Continue the report on the Nepal earthquake aftershock from the point where it ends.

**Excerpt:**
════════

In an eerie confirmation of reports from the National Earthquake Information Center that there was a 1 in 3 chance of a massive aftershock in Nepal following a 7.9 magnitude earthquake Saturday, the region was struck by a 6.7 magnitude aftershock Sunday.
The U.S. Geological Survey said the quake struck only six miles deep strengthening the damaging impact of the quake.
“The aftershocks keep coming … so people don’t know what to expect,” said Sanjay Karki, Nepal country head for global aid agency Mercy Corps. “All the open spaces in Kathmandu are packed with people who are camping outdoors. When the aftershocks come you cannot imagine the fear. You can hear women and children crying.”
Officials said that at least 2,500 people have been confirmed dead as of Sunday night but the death toll is likely to rise significantly over the next few days when more rescuers reach the region to examine collapsed structures and areas buried in landslides.

════════

**Exercise data:**
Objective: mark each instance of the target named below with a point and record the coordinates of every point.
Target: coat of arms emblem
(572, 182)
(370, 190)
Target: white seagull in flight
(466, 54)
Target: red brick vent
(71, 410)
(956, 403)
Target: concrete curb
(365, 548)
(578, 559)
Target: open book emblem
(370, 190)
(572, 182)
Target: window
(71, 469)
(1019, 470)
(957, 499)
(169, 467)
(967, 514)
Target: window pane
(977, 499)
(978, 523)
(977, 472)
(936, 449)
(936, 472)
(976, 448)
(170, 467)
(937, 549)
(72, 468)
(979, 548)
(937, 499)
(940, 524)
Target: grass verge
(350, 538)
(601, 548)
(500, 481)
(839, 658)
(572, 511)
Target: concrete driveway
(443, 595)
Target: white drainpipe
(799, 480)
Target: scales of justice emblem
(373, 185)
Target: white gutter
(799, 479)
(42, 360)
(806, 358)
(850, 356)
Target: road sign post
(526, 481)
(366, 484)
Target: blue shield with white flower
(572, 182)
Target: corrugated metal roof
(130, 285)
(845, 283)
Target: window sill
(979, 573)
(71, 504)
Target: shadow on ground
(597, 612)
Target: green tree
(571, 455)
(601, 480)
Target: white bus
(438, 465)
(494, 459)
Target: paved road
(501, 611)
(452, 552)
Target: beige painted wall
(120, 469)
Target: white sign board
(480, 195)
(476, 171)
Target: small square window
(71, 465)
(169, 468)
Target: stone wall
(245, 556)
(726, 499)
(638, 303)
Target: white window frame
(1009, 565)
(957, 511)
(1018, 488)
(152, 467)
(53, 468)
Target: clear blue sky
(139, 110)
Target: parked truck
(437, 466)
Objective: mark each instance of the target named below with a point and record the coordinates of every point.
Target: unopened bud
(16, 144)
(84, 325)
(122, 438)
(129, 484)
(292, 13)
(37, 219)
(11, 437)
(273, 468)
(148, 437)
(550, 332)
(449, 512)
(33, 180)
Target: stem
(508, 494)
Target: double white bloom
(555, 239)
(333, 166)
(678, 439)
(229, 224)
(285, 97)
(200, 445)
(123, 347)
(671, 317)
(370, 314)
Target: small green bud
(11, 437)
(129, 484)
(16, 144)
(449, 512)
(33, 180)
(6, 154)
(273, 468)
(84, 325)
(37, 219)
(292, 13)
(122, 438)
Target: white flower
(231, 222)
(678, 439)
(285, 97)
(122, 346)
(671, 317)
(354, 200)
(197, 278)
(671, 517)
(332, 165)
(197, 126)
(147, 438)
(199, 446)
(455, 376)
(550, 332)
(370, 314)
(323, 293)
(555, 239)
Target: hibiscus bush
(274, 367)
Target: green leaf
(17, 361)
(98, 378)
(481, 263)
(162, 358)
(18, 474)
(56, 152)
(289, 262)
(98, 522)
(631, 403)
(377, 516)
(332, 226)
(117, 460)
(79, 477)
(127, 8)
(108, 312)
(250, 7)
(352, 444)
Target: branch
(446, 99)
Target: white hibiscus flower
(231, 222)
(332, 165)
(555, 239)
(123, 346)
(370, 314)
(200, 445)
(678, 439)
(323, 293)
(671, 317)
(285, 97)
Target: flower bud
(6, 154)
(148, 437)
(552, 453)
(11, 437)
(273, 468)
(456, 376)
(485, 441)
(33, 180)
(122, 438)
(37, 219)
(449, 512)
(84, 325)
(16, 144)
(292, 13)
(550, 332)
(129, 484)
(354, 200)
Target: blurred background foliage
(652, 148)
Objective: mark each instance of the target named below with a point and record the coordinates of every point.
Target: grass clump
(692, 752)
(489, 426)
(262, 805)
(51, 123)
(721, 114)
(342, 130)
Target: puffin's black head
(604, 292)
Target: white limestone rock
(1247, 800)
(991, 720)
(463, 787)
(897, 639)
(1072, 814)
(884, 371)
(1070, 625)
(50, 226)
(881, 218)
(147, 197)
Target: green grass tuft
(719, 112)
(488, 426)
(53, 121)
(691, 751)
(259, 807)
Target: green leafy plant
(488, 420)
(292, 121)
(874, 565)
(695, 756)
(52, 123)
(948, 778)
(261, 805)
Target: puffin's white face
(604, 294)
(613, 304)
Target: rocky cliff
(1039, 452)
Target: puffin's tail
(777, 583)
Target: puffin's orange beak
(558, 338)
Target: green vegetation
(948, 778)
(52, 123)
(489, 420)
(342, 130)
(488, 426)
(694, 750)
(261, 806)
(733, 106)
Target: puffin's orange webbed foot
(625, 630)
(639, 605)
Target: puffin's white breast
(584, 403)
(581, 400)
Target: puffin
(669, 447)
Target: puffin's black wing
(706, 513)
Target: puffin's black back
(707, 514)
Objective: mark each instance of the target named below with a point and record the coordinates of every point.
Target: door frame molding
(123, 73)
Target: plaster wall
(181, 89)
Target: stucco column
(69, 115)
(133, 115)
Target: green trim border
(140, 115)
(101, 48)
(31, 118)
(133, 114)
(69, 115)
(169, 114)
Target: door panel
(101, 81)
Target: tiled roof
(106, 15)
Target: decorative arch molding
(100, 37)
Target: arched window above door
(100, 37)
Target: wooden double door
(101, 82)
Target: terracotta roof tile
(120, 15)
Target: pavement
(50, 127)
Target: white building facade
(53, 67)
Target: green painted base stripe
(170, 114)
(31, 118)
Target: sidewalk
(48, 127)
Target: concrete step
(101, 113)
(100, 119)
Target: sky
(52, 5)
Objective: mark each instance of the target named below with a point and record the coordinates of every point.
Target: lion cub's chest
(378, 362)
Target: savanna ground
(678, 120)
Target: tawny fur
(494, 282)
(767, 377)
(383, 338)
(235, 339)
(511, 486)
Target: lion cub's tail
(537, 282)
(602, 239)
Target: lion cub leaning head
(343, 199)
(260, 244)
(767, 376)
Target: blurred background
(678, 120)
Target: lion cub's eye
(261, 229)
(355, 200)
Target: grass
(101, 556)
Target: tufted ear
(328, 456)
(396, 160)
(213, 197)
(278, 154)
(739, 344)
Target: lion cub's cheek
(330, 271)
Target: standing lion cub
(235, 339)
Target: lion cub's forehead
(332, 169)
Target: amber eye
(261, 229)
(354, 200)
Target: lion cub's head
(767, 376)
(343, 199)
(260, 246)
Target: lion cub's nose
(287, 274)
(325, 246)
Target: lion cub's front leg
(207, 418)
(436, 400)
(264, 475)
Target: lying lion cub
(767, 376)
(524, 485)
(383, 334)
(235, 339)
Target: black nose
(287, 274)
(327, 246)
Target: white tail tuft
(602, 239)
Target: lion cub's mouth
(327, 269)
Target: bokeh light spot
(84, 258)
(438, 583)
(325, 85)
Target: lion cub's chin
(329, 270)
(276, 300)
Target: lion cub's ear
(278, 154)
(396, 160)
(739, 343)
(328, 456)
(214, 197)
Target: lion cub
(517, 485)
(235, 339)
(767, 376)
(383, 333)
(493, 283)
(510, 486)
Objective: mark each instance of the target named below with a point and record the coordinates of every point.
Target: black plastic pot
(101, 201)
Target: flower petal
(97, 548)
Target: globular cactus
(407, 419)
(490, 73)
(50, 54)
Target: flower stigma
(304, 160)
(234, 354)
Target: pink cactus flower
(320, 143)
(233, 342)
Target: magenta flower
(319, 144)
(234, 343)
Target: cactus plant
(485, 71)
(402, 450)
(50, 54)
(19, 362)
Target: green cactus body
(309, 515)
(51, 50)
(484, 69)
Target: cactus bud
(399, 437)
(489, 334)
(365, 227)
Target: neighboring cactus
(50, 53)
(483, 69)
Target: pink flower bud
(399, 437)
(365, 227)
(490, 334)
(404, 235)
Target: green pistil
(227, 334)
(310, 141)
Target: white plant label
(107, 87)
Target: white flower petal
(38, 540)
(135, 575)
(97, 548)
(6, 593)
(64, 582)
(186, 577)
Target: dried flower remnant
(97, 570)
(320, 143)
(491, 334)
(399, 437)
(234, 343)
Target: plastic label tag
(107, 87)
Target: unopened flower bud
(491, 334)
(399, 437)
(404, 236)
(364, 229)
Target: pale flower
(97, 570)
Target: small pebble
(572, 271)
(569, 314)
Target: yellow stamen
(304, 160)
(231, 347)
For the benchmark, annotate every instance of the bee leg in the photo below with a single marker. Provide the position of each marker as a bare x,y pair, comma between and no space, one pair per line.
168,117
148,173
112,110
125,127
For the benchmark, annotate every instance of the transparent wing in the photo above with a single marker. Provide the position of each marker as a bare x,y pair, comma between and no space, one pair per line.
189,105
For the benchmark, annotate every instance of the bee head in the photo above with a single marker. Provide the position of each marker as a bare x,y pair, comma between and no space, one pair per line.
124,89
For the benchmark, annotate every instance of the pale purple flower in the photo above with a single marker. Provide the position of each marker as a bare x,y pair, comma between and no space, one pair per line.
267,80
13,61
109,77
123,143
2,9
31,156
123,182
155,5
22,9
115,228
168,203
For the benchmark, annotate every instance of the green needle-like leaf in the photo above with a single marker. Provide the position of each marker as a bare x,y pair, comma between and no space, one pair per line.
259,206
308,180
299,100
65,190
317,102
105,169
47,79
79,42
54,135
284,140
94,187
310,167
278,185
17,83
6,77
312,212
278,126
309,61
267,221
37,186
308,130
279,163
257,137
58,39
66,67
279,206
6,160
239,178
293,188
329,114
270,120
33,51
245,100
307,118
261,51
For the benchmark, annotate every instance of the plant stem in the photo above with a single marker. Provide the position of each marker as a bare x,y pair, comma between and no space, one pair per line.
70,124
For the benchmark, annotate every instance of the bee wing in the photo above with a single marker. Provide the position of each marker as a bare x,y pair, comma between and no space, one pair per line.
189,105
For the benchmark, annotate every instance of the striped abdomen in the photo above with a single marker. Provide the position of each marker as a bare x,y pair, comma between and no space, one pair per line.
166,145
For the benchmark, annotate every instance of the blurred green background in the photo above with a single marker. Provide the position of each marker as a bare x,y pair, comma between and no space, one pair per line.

════════

**Output of the task:**
Officials say that over 700 deaths have been confirmed in the capital of Kathmandu alone.
Residents of the city say that the majority of collapsed buildings were older structures made of brick. Modern buildings toward the business area of the city did not collapse leading officials to confirm the death toll was lower than it could have been at this point because those buildings stayed up.
International relief group World Vision said that many villages outside the capital are on mountains and they were not prepared for this massive quake and aftershock.
Villages near the epicenter “are literally perched on the sides of large mountain faces and are made from simple stone and rock construction. Many of these villages are only accessible by 4WD and then foot, with some villages hours and even entire days’ walks away from main roads at the best of times,” the group’s local staff member, Matt Darvas, said in a statement to the Associated Press.
Residents of the area who had returned to their homes are now back in the streets following the massive aftershock. Makeshift tent cities have been created in open spaces such as school playgrounds, courtyards and even the traffic islands in streets shut down because of damage.
Hospitals have been overwhelmed with injuries.
“Both private and government hospitals have run out of space and are treating patients outside, in the open,” Nepal’s envoy to India, Deep Kumar Upadhyay, told the AP.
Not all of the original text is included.